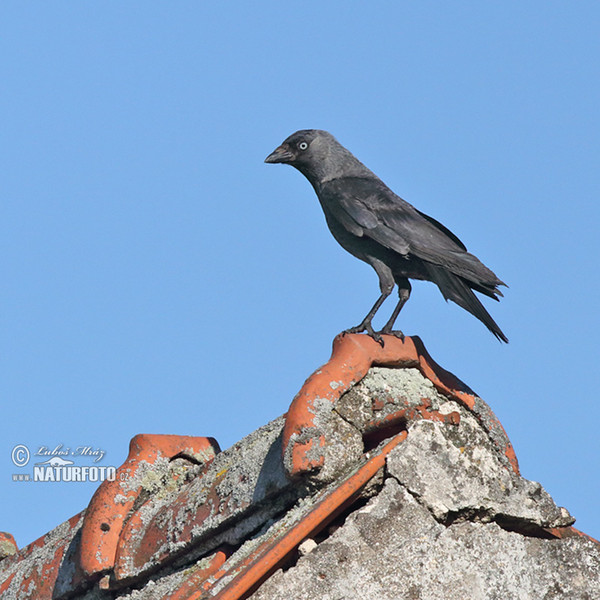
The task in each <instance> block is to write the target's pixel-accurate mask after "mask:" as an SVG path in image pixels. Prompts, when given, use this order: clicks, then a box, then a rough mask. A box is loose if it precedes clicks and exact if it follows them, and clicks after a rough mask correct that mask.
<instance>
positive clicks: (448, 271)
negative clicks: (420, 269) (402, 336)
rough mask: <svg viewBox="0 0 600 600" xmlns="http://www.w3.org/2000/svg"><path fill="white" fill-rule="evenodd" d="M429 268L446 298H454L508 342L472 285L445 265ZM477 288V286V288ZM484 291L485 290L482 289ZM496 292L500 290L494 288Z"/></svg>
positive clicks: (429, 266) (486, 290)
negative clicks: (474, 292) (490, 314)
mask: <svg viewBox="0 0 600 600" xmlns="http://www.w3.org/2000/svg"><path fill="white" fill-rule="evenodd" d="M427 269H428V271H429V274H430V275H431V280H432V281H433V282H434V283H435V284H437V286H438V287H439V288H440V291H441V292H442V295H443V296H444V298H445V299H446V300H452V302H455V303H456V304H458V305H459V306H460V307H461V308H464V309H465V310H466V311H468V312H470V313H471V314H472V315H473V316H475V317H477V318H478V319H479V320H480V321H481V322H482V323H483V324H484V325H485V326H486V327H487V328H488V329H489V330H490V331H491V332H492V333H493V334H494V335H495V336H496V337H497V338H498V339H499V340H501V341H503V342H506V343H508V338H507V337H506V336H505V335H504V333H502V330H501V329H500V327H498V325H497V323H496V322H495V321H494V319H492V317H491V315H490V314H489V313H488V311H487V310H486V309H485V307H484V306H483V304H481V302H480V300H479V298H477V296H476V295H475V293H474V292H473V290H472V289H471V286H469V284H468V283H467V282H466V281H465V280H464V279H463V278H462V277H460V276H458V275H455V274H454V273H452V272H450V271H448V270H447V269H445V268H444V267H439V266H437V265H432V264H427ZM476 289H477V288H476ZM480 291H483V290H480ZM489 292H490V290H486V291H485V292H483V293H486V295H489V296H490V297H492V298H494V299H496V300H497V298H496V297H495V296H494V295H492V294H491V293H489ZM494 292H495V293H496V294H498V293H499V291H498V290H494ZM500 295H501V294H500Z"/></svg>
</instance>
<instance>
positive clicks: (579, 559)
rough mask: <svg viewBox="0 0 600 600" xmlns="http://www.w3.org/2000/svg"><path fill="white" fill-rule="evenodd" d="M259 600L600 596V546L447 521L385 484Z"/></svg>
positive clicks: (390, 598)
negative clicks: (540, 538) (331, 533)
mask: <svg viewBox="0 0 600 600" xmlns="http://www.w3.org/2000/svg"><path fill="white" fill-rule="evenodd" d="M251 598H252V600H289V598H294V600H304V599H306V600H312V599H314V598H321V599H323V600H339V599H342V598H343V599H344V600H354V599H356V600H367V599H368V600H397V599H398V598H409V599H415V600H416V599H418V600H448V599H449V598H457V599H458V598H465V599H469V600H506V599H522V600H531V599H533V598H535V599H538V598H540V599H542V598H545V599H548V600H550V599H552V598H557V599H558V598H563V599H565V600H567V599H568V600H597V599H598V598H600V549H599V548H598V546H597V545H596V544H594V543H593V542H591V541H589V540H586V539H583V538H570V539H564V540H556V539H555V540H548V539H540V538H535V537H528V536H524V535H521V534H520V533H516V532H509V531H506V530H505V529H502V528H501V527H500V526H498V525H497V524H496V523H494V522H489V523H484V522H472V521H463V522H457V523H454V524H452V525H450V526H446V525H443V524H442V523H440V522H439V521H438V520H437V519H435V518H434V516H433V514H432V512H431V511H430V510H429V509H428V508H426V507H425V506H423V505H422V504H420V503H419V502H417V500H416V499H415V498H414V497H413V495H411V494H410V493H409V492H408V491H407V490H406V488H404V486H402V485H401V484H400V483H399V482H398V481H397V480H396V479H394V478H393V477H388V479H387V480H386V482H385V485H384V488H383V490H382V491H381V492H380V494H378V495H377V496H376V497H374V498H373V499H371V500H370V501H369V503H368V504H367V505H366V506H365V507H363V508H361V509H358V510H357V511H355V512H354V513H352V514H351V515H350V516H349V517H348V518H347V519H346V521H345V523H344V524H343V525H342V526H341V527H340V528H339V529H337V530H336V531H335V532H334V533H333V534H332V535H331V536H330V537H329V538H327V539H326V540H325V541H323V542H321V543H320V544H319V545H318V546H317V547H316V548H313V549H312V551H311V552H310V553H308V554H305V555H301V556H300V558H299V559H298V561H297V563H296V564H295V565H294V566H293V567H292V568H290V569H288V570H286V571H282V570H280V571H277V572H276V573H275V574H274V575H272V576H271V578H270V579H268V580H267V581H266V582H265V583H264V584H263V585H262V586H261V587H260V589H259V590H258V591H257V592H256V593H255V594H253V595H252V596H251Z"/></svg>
◆ ◆ ◆ ◆ ◆ ◆ ◆
*DESCRIPTION OF THE TASK*
Copy every record above word for word, leaving out the pictures.

*SOLUTION*
The task in each <instance> block is to write the target's pixel-accurate mask after "mask:" as an SVG path in image pixels. Prompts, when given, use this order: clicks, then a box, then a rough mask. A box is loose if it precedes clicks and exact if it follows them, and clicks after a rough mask correct that mask.
<instance>
positive clicks: (448, 271)
negative clicks: (420, 269) (402, 336)
rough mask: <svg viewBox="0 0 600 600" xmlns="http://www.w3.org/2000/svg"><path fill="white" fill-rule="evenodd" d="M429 268L446 298H454L508 342L472 285L445 265ZM477 288V286V288ZM484 291L485 290L482 289ZM496 292L500 290L494 288Z"/></svg>
positive clicks: (429, 266) (486, 290)
negative clicks: (474, 292) (490, 314)
mask: <svg viewBox="0 0 600 600" xmlns="http://www.w3.org/2000/svg"><path fill="white" fill-rule="evenodd" d="M427 269H428V271H429V274H430V275H431V280H432V281H433V282H434V283H435V284H437V286H438V287H439V288H440V291H441V292H442V295H443V296H444V298H445V299H446V300H452V302H455V303H456V304H458V305H459V306H460V307H461V308H464V309H465V310H466V311H468V312H470V313H471V314H472V315H473V316H475V317H477V318H478V319H479V320H480V321H481V322H482V323H483V324H484V325H485V326H486V327H487V328H488V329H489V330H490V331H491V332H492V333H493V334H494V335H495V336H496V337H497V338H498V339H499V340H501V341H503V342H506V343H508V338H507V337H506V336H505V335H504V333H502V330H501V329H500V327H498V325H497V323H496V322H495V321H494V319H492V317H491V315H490V314H489V313H488V311H487V310H486V309H485V307H484V306H483V304H481V302H480V300H479V298H477V296H476V295H475V293H474V292H473V290H472V289H471V286H469V284H468V283H467V282H466V281H465V280H464V279H463V278H462V277H460V276H458V275H455V274H454V273H452V272H450V271H448V270H447V269H445V268H444V267H439V266H437V265H432V264H427ZM476 289H477V288H476ZM480 291H483V290H480ZM489 292H490V290H486V291H485V292H483V293H486V295H489V296H490V297H492V298H494V299H496V300H497V298H496V297H495V296H494V295H492V294H491V293H489ZM494 292H495V293H496V294H498V293H499V291H498V290H494ZM500 295H501V294H500Z"/></svg>
</instance>
<instance>
positive clicks: (579, 559)
rough mask: <svg viewBox="0 0 600 600" xmlns="http://www.w3.org/2000/svg"><path fill="white" fill-rule="evenodd" d="M259 600L600 596V546L447 521L385 484Z"/></svg>
positive clicks: (390, 598)
negative clicks: (540, 538) (331, 533)
mask: <svg viewBox="0 0 600 600" xmlns="http://www.w3.org/2000/svg"><path fill="white" fill-rule="evenodd" d="M251 598H252V600H289V598H294V600H304V599H306V600H312V599H314V598H321V599H323V600H339V599H342V598H343V599H344V600H354V599H356V600H367V599H368V600H397V599H398V598H409V599H415V600H416V599H418V600H448V599H449V598H457V599H458V598H465V599H469V600H506V599H522V600H531V599H533V598H535V599H538V598H540V599H542V598H545V599H548V600H550V599H552V598H557V599H558V598H563V599H565V600H567V599H568V600H597V599H598V598H600V549H599V548H598V546H597V545H596V544H594V543H593V542H591V541H589V540H586V539H583V538H570V539H564V540H556V539H555V540H548V539H540V538H535V537H528V536H524V535H521V534H520V533H516V532H509V531H506V530H505V529H502V528H501V527H500V526H498V525H497V524H496V523H494V522H489V523H484V522H472V521H463V522H457V523H454V524H452V525H450V526H446V525H443V524H442V523H440V522H439V521H438V520H437V519H435V518H434V516H433V514H432V512H431V511H430V510H429V509H428V508H426V507H425V506H423V505H422V504H420V503H419V502H417V500H416V499H415V498H414V497H413V495H411V494H410V493H409V492H408V491H407V490H406V488H404V486H402V485H401V484H400V483H399V482H398V481H397V480H396V479H394V478H393V477H388V479H387V480H386V482H385V485H384V488H383V490H382V491H381V492H380V494H378V495H377V496H376V497H374V498H373V499H371V500H370V501H369V503H368V504H367V505H366V506H365V507H363V508H361V509H358V510H357V511H355V512H354V513H352V514H351V515H350V516H349V517H348V518H347V519H346V521H345V523H344V524H343V525H342V526H341V527H340V528H339V529H337V530H336V531H335V532H334V533H333V534H332V535H331V536H330V537H329V538H327V539H326V540H325V541H323V542H321V543H320V544H319V545H318V546H317V547H316V548H313V549H312V551H311V552H310V553H308V554H305V555H301V556H300V558H299V559H298V561H297V563H296V564H295V565H294V566H293V567H292V568H290V569H288V570H286V571H282V570H280V571H277V572H276V573H275V574H274V575H272V576H271V578H270V579H268V580H267V581H266V582H265V583H264V584H263V585H262V586H261V587H260V589H259V590H258V591H257V592H256V593H255V594H253V595H252V596H251Z"/></svg>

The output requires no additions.